§ Coordinate labeling data
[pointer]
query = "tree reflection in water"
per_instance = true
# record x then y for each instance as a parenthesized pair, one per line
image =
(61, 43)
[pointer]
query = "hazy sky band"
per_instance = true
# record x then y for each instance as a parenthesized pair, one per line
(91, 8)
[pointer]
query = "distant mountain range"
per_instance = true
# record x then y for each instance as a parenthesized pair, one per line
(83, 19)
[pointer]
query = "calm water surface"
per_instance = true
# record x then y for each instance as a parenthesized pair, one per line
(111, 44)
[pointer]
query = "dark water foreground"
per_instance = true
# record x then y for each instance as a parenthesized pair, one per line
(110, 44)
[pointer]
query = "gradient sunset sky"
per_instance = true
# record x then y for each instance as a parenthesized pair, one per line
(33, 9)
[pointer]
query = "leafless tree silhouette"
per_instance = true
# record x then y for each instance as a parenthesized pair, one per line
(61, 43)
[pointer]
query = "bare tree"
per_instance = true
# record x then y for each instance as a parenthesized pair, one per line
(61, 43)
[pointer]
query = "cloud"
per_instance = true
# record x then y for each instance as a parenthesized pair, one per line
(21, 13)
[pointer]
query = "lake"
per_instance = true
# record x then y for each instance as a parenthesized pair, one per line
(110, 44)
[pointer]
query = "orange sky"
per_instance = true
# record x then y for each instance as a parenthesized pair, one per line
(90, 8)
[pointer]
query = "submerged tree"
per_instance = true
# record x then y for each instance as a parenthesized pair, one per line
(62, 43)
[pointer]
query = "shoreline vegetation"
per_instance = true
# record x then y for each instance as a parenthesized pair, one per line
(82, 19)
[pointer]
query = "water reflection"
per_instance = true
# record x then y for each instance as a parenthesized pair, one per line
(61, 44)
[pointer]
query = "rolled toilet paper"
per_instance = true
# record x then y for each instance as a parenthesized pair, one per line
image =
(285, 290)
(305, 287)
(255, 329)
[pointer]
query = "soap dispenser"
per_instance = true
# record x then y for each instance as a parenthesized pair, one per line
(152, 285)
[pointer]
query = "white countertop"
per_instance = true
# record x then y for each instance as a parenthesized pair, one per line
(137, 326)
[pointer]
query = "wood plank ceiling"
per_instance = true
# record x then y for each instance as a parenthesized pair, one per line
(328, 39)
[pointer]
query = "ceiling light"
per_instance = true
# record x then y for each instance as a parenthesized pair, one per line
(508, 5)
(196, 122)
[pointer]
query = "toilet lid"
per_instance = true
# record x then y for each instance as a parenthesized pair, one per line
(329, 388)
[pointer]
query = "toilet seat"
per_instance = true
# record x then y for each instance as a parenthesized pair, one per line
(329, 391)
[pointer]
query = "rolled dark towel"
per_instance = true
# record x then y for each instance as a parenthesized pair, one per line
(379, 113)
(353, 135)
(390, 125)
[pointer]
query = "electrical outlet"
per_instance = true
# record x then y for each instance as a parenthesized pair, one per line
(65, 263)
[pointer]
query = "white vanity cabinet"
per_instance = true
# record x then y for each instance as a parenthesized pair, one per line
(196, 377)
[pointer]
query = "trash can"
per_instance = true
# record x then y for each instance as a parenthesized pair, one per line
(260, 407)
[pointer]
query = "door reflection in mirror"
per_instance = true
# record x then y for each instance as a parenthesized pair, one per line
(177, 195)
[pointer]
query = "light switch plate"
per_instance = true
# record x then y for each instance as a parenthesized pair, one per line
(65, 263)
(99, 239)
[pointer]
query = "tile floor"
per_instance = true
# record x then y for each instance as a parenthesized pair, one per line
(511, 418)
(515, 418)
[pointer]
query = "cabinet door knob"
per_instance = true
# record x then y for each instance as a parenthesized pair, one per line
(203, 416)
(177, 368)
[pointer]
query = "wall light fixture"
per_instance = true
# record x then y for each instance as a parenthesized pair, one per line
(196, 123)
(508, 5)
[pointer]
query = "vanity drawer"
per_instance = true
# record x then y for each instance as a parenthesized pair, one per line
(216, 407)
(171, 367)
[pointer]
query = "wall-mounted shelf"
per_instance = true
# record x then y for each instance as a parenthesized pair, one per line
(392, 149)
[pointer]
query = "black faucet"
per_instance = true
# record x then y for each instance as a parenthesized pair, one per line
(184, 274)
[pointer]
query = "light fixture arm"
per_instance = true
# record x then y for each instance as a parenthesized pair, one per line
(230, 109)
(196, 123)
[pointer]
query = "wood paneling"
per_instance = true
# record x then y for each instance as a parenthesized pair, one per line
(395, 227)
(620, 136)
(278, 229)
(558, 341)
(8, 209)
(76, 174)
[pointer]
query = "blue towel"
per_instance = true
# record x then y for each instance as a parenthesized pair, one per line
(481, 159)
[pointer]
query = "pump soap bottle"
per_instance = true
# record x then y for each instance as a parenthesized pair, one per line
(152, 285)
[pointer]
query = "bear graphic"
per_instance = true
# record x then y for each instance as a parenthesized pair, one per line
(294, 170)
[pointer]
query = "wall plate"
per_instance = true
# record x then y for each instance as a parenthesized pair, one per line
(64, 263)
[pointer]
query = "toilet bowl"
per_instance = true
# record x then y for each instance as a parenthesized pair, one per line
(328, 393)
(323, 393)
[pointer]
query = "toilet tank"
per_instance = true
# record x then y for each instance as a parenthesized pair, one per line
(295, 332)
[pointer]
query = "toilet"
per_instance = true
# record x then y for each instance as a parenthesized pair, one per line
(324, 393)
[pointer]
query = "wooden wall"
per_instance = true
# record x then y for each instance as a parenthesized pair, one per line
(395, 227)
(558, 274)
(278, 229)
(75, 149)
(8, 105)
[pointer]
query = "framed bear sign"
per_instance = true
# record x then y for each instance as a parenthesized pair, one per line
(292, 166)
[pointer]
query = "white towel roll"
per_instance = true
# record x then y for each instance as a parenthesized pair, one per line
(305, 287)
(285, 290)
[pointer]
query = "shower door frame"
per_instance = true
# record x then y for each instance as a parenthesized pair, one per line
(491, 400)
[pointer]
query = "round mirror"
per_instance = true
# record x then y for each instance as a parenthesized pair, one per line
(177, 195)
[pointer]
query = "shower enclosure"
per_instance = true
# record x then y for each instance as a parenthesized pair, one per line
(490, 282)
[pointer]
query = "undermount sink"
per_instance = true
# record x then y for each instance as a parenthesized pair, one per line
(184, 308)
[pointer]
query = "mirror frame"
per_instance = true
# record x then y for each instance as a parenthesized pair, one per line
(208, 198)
---
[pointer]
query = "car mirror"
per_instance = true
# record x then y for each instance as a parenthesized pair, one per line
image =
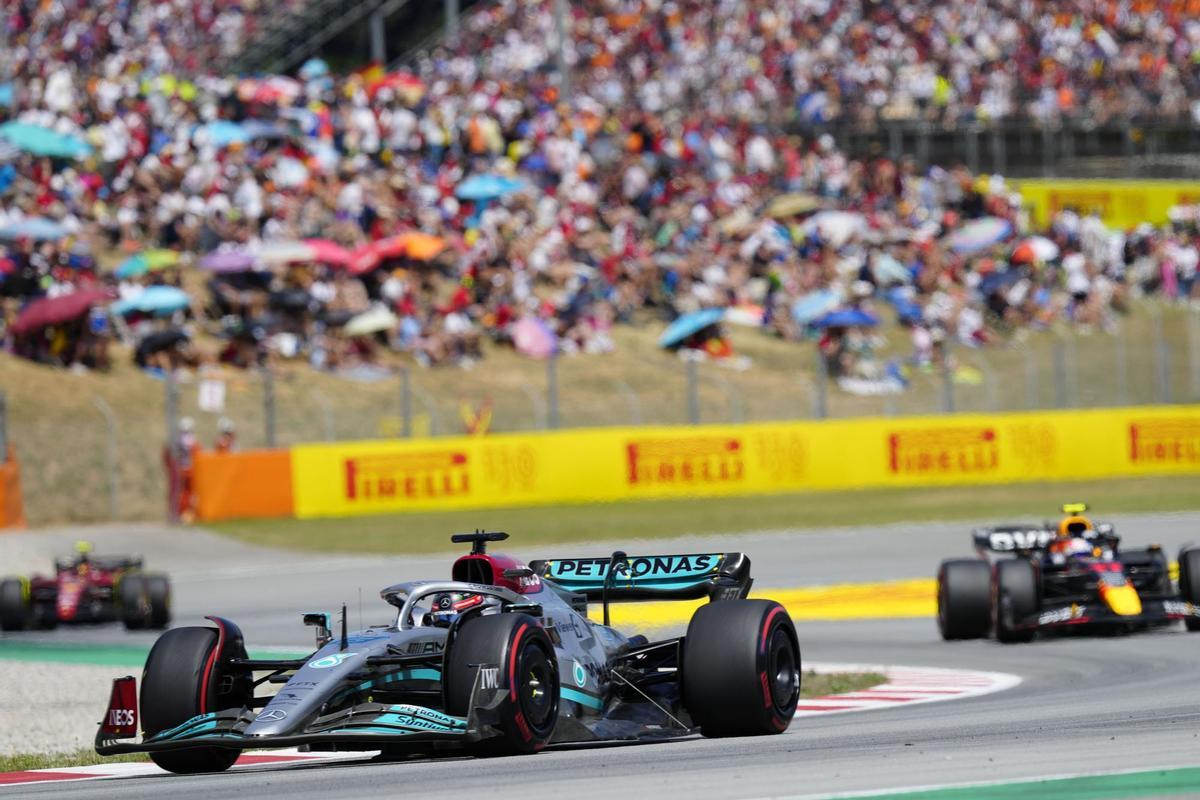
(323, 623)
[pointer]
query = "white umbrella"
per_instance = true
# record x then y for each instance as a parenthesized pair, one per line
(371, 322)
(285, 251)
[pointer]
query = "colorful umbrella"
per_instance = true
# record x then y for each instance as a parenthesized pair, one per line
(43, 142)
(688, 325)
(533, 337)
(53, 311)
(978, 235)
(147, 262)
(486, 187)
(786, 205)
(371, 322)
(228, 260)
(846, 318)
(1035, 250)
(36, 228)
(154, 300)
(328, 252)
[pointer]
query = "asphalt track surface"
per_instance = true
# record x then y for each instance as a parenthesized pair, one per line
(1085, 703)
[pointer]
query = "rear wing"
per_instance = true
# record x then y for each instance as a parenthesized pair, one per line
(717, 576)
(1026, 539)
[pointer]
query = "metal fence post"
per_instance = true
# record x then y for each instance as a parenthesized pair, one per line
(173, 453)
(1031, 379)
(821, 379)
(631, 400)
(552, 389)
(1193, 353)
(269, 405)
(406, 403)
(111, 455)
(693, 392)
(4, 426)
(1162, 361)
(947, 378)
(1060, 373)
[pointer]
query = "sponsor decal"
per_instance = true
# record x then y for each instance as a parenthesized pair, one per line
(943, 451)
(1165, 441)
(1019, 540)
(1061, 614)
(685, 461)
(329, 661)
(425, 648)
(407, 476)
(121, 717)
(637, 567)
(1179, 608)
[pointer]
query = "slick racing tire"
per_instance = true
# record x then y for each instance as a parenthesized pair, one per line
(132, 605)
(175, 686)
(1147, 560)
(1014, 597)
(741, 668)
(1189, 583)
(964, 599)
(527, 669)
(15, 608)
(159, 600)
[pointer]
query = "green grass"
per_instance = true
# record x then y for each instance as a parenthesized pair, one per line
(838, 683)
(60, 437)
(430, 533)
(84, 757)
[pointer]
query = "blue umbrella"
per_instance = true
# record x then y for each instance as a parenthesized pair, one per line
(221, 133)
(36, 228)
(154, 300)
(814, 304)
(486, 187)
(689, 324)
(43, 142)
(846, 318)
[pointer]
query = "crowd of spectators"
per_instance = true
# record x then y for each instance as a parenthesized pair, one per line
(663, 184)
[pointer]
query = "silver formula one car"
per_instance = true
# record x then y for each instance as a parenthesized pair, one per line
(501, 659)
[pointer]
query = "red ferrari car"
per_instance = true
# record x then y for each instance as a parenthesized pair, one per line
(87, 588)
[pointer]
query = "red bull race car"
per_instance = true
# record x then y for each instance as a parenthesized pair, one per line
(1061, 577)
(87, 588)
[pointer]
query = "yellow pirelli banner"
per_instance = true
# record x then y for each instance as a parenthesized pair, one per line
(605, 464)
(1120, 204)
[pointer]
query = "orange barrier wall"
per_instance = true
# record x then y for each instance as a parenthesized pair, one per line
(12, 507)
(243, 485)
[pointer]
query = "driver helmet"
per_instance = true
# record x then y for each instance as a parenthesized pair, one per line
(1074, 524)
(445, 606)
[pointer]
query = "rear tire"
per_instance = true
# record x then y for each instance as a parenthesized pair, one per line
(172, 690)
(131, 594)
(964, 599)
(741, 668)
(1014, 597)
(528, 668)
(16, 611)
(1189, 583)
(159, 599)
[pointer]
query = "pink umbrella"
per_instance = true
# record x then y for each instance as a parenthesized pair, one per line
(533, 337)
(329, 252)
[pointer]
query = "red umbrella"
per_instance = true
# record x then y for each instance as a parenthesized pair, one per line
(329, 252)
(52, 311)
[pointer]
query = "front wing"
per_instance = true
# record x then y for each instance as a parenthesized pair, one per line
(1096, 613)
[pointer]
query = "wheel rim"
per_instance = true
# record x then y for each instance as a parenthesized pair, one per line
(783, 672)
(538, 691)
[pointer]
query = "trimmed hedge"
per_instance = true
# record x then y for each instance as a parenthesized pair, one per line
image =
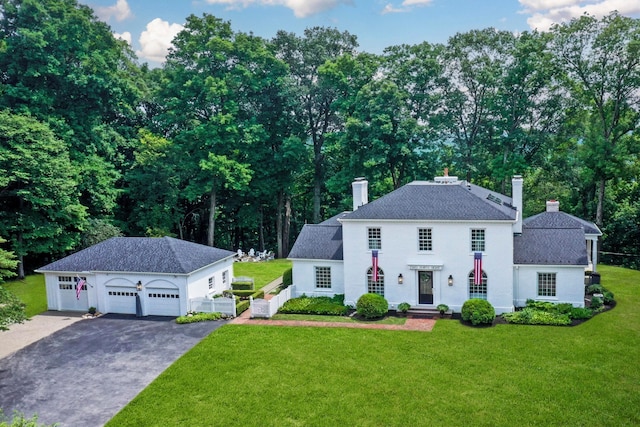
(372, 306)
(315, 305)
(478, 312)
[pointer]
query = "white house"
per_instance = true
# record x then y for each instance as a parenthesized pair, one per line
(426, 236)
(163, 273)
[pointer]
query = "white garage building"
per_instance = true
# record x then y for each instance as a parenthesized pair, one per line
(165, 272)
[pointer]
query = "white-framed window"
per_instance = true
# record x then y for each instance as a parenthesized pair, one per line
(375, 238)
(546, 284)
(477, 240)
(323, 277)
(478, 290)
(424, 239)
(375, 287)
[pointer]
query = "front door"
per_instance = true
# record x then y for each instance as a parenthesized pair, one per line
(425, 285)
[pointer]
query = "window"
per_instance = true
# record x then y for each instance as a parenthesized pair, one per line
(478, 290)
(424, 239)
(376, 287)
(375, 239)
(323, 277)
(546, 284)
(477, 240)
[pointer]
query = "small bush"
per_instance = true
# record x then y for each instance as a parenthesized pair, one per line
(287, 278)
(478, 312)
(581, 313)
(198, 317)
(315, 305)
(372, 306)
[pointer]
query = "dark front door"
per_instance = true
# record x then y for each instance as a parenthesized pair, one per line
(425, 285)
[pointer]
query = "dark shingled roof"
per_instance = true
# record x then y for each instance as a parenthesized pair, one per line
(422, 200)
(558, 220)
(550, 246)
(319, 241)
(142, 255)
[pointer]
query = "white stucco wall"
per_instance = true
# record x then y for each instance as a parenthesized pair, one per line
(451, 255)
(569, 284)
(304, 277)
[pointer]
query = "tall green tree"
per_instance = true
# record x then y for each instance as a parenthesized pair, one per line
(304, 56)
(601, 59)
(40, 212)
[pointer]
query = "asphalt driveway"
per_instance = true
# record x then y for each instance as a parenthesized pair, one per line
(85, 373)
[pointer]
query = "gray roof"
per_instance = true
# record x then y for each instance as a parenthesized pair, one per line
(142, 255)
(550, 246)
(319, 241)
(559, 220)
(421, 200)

§ Work to do
Identify each line in the listing that contains the string "bear", and copy those lines.

§ Task response
query = "bear graphic"
query = "framed bear sign"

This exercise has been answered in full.